─── Input for this task ───
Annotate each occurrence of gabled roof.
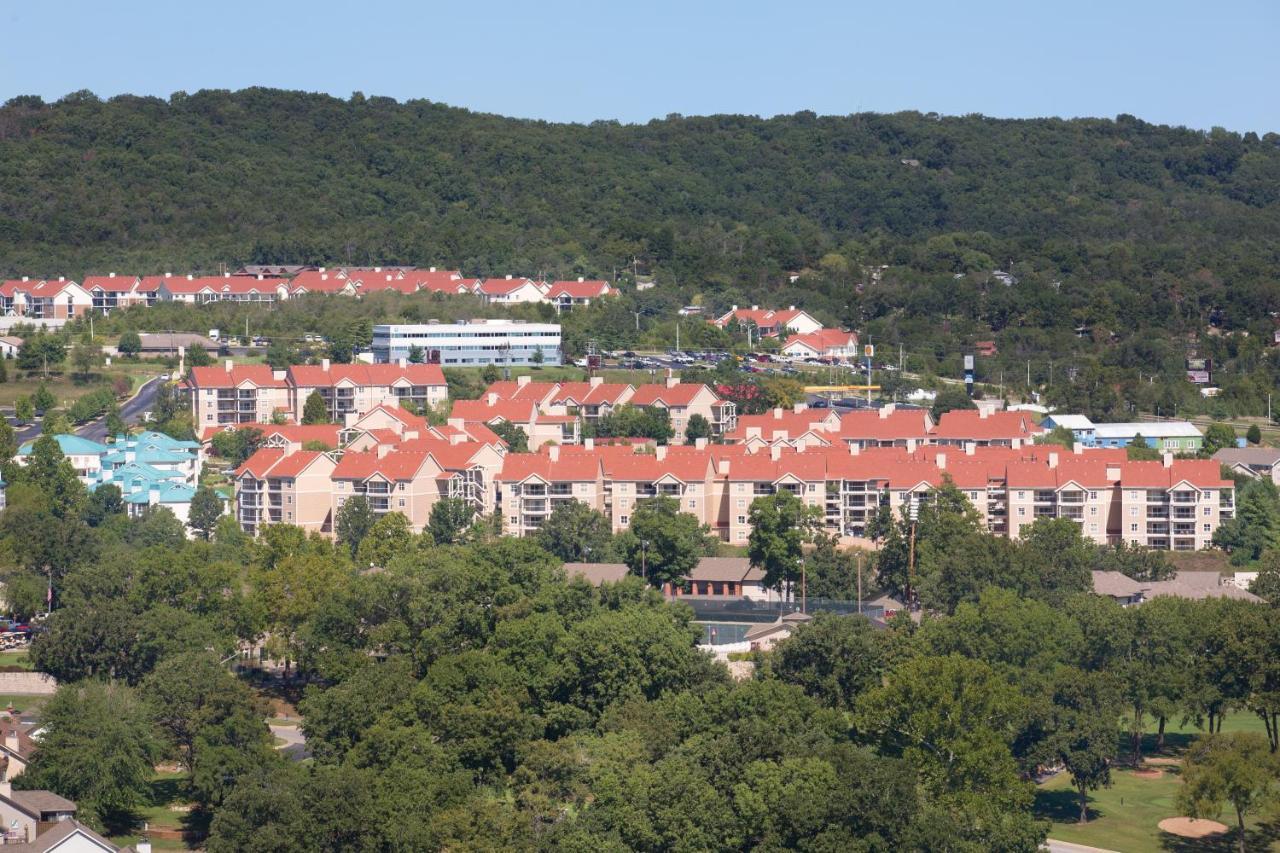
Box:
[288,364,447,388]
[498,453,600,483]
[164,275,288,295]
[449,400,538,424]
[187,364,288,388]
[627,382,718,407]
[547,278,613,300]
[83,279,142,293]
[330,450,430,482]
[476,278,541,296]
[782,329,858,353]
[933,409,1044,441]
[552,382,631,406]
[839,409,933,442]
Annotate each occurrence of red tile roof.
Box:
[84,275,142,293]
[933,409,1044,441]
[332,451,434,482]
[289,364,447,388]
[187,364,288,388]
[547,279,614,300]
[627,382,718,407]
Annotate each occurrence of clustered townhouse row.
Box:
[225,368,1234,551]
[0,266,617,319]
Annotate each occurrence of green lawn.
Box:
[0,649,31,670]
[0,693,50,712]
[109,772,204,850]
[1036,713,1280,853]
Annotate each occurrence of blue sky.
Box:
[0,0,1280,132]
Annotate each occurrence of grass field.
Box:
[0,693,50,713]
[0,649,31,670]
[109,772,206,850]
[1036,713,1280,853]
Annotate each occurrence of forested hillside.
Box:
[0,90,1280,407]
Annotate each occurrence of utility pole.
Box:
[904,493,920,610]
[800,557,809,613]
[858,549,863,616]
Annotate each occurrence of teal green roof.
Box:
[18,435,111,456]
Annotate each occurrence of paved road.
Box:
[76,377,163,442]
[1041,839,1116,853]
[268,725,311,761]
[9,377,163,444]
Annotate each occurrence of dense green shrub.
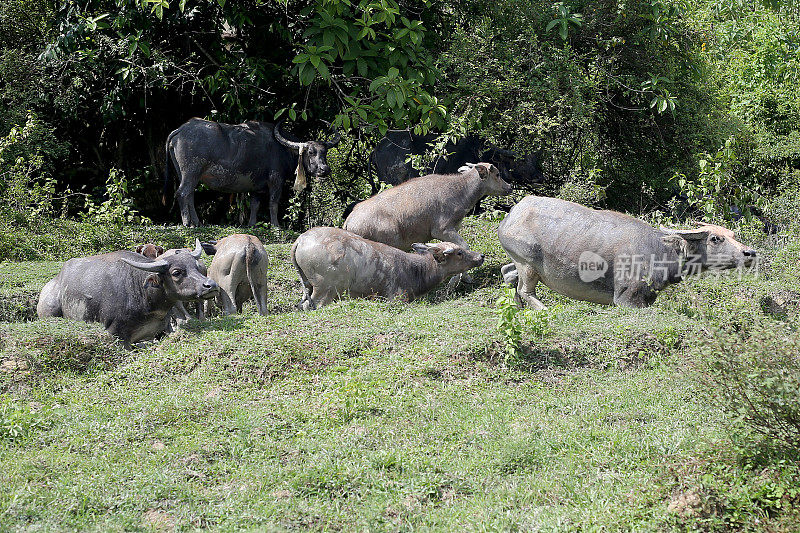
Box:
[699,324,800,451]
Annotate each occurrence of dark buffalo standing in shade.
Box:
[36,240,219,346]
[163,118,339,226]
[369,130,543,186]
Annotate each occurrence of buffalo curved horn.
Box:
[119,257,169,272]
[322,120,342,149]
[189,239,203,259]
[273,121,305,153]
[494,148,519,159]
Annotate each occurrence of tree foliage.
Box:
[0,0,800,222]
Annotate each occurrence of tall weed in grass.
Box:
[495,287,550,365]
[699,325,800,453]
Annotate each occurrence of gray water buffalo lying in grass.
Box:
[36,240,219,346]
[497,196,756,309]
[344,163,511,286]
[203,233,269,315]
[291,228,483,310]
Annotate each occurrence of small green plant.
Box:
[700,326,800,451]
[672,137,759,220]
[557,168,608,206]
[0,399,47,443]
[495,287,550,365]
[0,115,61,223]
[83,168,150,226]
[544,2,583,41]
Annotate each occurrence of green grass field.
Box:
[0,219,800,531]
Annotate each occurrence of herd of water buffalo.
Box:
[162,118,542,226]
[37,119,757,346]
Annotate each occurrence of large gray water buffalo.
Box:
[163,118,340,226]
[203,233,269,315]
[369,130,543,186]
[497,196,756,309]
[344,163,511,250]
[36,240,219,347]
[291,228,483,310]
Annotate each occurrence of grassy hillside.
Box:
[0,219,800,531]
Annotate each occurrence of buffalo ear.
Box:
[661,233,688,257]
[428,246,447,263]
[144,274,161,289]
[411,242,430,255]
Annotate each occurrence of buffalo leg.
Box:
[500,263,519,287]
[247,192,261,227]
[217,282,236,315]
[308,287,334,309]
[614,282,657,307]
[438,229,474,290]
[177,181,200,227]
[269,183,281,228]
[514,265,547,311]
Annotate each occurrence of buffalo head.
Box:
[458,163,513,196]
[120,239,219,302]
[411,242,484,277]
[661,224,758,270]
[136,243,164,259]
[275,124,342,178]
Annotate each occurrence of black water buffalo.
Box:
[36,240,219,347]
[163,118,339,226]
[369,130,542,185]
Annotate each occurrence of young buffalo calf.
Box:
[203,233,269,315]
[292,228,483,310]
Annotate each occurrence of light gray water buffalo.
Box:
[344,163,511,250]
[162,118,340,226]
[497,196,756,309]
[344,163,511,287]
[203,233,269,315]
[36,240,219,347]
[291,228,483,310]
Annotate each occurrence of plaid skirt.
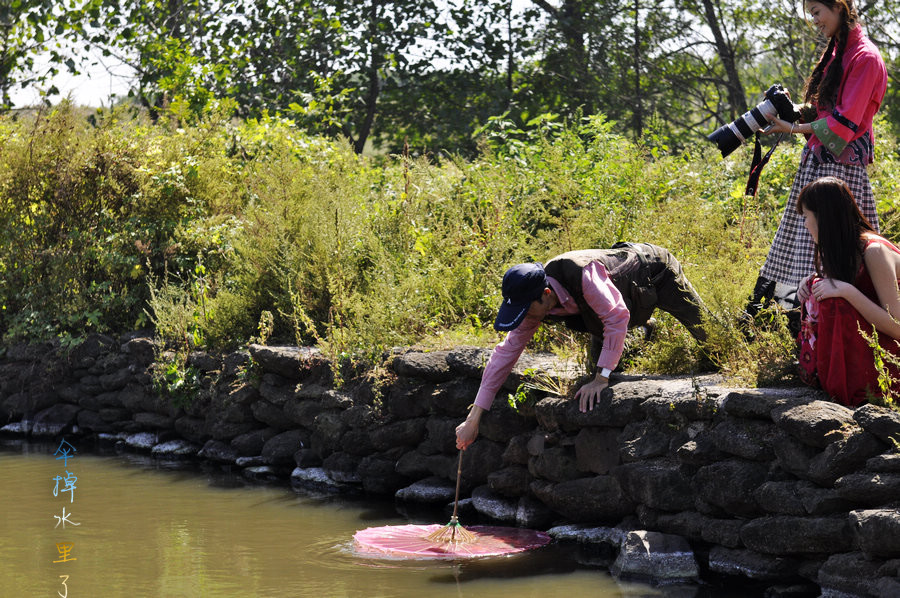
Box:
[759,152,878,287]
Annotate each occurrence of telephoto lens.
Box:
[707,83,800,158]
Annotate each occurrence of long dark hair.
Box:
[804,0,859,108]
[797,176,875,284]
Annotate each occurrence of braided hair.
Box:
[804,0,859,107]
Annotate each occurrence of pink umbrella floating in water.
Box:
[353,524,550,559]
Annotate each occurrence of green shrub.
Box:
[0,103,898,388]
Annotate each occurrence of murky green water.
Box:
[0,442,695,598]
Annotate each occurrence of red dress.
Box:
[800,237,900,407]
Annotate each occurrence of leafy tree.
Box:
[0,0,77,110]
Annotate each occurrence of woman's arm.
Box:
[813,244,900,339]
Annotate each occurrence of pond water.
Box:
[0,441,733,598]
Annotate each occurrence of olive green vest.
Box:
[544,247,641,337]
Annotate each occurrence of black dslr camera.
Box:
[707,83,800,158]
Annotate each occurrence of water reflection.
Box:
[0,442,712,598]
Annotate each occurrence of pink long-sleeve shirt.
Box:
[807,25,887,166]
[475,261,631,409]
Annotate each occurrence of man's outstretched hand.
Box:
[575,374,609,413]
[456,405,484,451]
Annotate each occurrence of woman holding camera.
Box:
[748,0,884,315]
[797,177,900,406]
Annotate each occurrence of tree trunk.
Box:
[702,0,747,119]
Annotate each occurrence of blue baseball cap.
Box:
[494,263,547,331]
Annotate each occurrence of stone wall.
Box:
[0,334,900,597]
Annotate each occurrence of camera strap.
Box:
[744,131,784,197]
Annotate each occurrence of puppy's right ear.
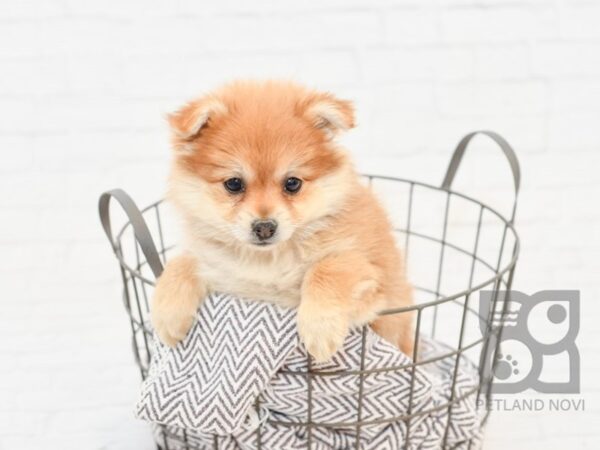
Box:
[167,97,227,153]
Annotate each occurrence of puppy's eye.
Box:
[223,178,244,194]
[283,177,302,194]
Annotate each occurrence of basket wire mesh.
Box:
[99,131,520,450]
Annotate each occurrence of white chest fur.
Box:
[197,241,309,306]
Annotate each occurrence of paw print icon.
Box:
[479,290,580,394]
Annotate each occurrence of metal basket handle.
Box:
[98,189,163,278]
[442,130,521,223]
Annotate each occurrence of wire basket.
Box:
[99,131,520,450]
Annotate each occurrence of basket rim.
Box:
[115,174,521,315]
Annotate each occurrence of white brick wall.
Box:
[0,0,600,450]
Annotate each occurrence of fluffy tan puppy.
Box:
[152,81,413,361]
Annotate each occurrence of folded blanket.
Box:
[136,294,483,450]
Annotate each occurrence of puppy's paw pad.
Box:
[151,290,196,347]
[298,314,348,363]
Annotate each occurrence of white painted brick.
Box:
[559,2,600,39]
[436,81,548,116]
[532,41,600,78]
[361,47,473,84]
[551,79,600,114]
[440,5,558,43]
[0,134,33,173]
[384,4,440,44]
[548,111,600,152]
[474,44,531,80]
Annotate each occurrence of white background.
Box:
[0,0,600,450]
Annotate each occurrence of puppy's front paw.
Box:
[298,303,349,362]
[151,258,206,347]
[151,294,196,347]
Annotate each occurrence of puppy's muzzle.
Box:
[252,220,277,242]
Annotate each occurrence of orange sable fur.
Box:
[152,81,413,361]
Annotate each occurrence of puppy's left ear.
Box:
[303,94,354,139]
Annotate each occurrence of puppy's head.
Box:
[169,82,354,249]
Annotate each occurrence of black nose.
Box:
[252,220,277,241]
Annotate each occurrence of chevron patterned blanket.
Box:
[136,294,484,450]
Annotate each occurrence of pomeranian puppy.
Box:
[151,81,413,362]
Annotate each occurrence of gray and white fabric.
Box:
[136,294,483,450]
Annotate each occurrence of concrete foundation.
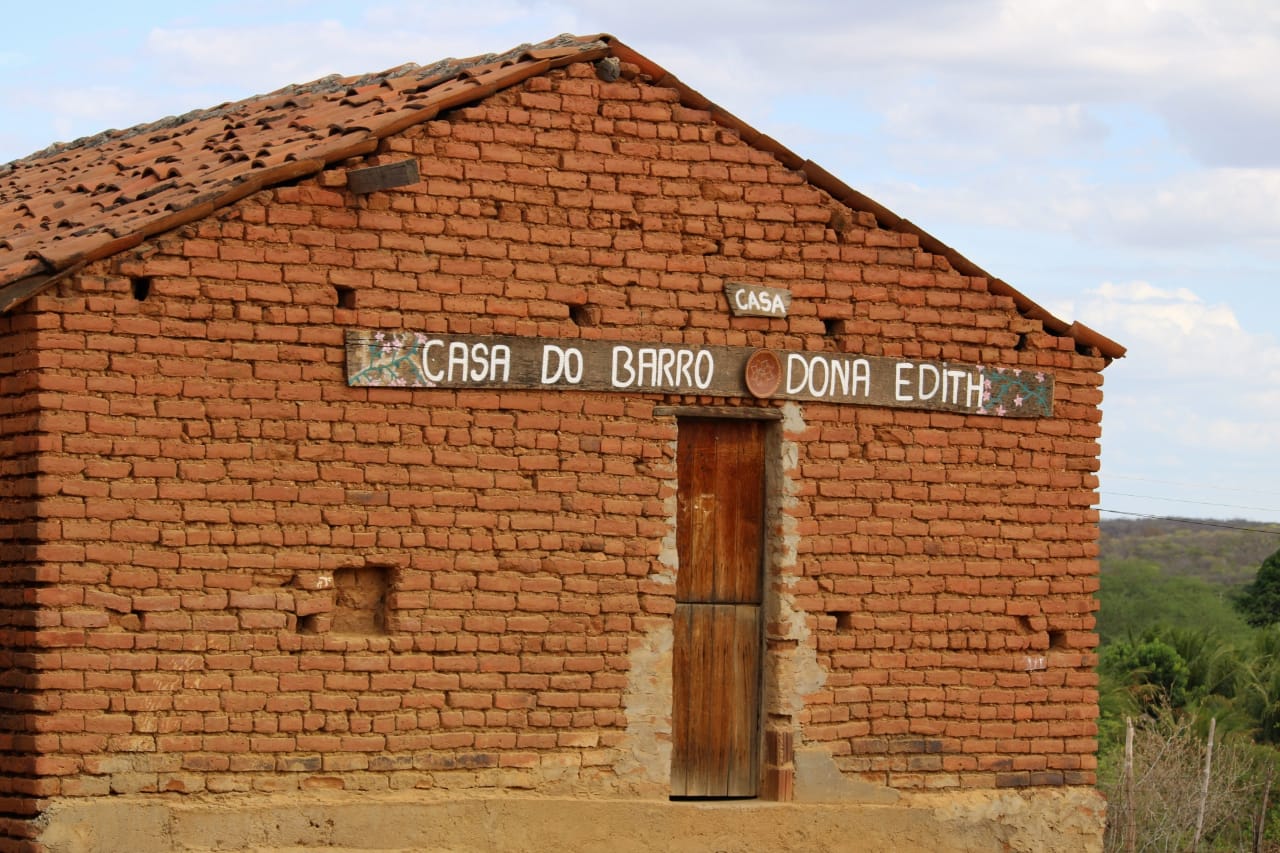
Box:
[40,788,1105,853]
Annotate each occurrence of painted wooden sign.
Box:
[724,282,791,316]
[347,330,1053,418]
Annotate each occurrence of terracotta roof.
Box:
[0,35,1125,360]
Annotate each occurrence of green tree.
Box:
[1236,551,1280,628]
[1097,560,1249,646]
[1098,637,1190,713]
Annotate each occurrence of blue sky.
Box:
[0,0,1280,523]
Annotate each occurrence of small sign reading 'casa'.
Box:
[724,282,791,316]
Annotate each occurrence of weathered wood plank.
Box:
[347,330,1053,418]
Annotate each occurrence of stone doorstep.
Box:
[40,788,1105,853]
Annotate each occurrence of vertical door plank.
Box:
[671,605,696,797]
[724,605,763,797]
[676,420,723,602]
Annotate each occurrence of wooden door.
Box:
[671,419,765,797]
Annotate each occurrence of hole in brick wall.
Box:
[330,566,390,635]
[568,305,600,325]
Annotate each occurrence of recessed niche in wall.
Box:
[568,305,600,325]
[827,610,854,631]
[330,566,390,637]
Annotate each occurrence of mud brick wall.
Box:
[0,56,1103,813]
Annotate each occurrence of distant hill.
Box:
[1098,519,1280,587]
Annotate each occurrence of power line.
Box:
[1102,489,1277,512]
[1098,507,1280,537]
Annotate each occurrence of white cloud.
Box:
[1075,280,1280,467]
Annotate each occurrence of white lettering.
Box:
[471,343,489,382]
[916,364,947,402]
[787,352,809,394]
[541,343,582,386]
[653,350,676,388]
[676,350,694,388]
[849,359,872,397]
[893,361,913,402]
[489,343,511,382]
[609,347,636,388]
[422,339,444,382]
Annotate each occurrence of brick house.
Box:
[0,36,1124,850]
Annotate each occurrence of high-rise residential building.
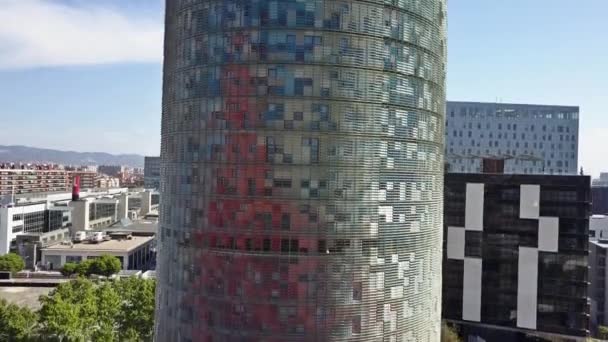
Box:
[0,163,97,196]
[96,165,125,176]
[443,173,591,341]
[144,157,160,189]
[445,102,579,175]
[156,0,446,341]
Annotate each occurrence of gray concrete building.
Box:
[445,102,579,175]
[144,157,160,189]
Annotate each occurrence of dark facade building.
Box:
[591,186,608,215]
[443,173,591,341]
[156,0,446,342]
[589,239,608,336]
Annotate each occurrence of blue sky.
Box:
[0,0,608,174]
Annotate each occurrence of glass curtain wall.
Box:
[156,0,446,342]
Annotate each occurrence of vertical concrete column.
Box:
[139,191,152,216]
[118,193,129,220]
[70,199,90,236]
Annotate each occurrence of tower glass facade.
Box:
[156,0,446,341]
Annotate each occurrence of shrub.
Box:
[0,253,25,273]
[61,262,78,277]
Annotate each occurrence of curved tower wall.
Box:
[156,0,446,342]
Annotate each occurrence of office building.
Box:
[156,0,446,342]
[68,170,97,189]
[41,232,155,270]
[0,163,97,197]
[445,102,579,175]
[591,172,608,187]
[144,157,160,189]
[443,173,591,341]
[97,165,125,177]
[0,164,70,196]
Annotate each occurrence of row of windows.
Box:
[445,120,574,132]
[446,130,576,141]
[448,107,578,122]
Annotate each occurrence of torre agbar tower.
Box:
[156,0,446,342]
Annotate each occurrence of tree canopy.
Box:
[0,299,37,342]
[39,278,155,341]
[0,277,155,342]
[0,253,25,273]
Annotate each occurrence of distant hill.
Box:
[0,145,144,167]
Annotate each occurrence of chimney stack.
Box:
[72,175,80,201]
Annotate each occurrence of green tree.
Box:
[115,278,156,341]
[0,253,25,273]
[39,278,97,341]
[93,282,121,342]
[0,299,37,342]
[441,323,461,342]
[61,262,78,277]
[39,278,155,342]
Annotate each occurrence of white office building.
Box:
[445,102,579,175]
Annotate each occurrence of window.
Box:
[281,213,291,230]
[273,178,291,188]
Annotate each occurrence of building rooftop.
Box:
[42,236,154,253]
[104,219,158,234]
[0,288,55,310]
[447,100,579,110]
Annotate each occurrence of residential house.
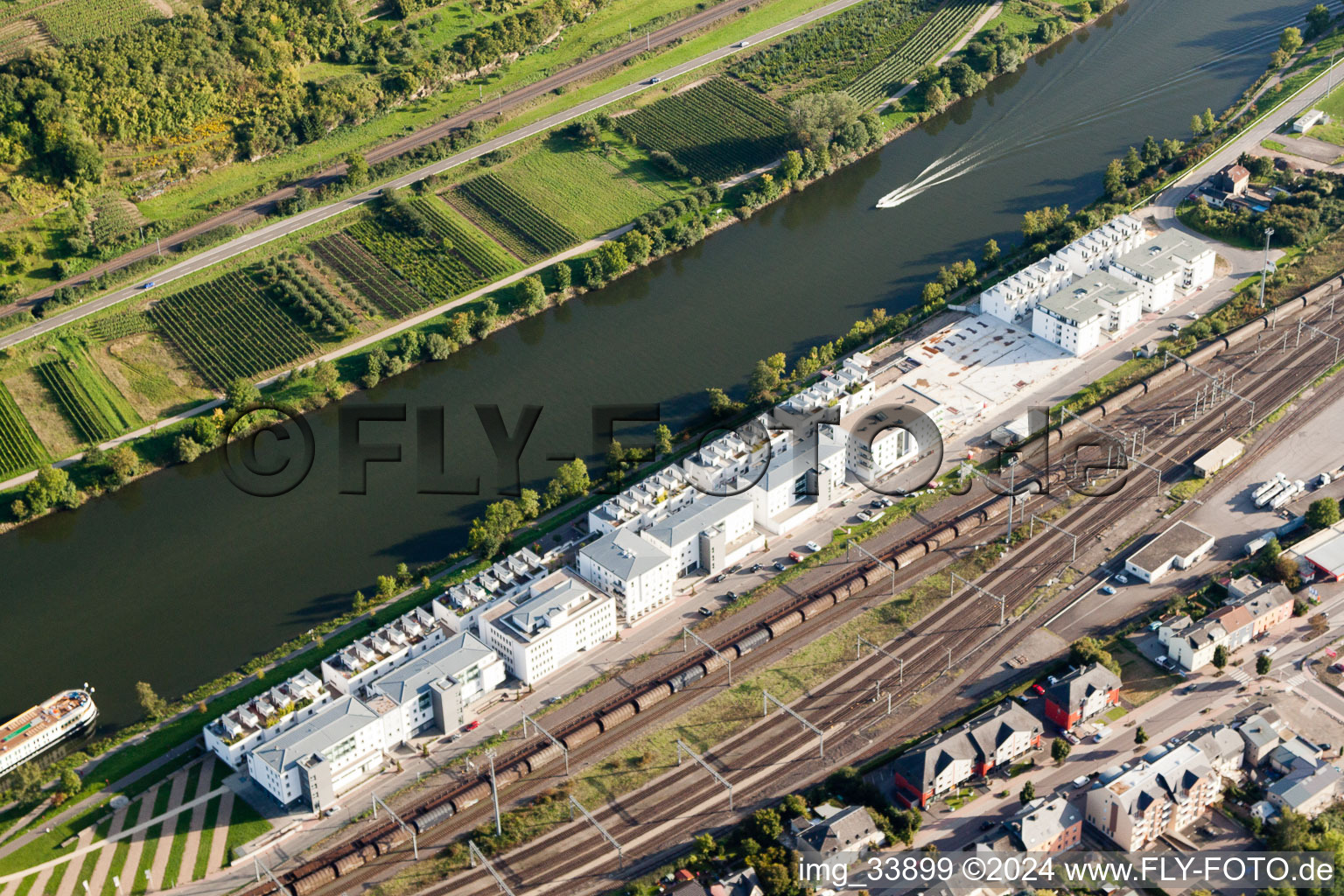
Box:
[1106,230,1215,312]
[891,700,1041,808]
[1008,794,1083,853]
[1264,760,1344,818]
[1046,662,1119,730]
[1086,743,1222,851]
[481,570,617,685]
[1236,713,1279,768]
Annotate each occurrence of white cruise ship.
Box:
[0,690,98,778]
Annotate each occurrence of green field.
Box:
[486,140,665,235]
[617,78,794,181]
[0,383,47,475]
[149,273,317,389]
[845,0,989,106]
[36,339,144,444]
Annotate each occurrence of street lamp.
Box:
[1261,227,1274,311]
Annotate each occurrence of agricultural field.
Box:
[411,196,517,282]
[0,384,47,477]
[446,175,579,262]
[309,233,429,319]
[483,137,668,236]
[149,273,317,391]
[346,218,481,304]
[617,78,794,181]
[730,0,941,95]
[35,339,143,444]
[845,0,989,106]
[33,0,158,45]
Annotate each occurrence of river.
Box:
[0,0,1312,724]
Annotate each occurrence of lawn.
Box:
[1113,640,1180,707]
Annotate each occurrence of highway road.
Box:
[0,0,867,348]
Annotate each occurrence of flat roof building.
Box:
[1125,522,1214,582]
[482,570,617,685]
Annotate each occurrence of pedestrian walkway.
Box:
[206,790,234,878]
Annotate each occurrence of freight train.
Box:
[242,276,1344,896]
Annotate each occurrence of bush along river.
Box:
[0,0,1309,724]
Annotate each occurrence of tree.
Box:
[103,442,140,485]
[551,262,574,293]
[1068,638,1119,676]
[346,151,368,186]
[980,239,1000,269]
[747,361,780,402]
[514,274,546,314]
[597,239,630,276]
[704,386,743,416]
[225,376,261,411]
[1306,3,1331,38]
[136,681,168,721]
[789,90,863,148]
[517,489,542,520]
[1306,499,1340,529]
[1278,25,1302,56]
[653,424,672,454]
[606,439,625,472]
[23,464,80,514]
───
■ **Stated goal**
Transcribe the items from the very beginning through the line that contains "[0,0,800,222]", including that line. Omit the pictures from your copy.

■ **Reply**
Annotate each occurrence of gabled roof.
Box:
[288,364,447,388]
[498,453,600,483]
[164,275,288,295]
[449,400,538,424]
[187,364,288,388]
[627,382,718,407]
[547,278,613,300]
[83,279,142,293]
[330,450,430,482]
[476,278,541,296]
[782,329,858,353]
[933,409,1044,441]
[552,382,631,406]
[839,409,933,442]
Annotate each occurrence of red tile roof.
Box:
[84,275,142,293]
[933,409,1044,441]
[332,451,434,482]
[289,364,447,388]
[187,364,288,388]
[547,279,614,300]
[627,382,718,407]
Annotate each occurrence of clustered townhouse row.
Box:
[225,368,1234,551]
[0,266,617,319]
Annotate each occurrence of green lawn.
Box:
[0,649,31,670]
[0,693,50,712]
[109,772,204,850]
[1036,713,1280,853]
Annotate each occurrence of blue sky.
Box:
[0,0,1280,132]
Annotate each occurrence of grass field.
Box:
[0,693,50,713]
[0,649,31,670]
[109,772,206,850]
[1036,713,1280,853]
Annotate each occurrence of forested hillside.
Box:
[0,90,1280,407]
Annotate each occurrence of utility pole.
Box:
[904,493,920,610]
[800,557,809,613]
[858,549,863,616]
Annotate each occurrence of teal green roof.
Box:
[18,435,111,456]
Annotate each occurrence of paved road.
Box:
[76,377,163,442]
[1041,839,1116,853]
[268,725,311,761]
[9,377,163,444]
Annotate each occurrence of dense green shrub.
Box:
[699,324,800,451]
Annotate each occurrence of dark buffalo standing in shade.
Box:
[36,240,219,346]
[163,118,339,226]
[369,130,543,186]
Annotate each occurrence of buffalo curved horn.
Box:
[119,257,169,272]
[322,120,342,149]
[189,239,203,259]
[273,121,305,153]
[494,148,519,159]
Annotate each occurrence of tree foliage.
Box:
[0,0,800,222]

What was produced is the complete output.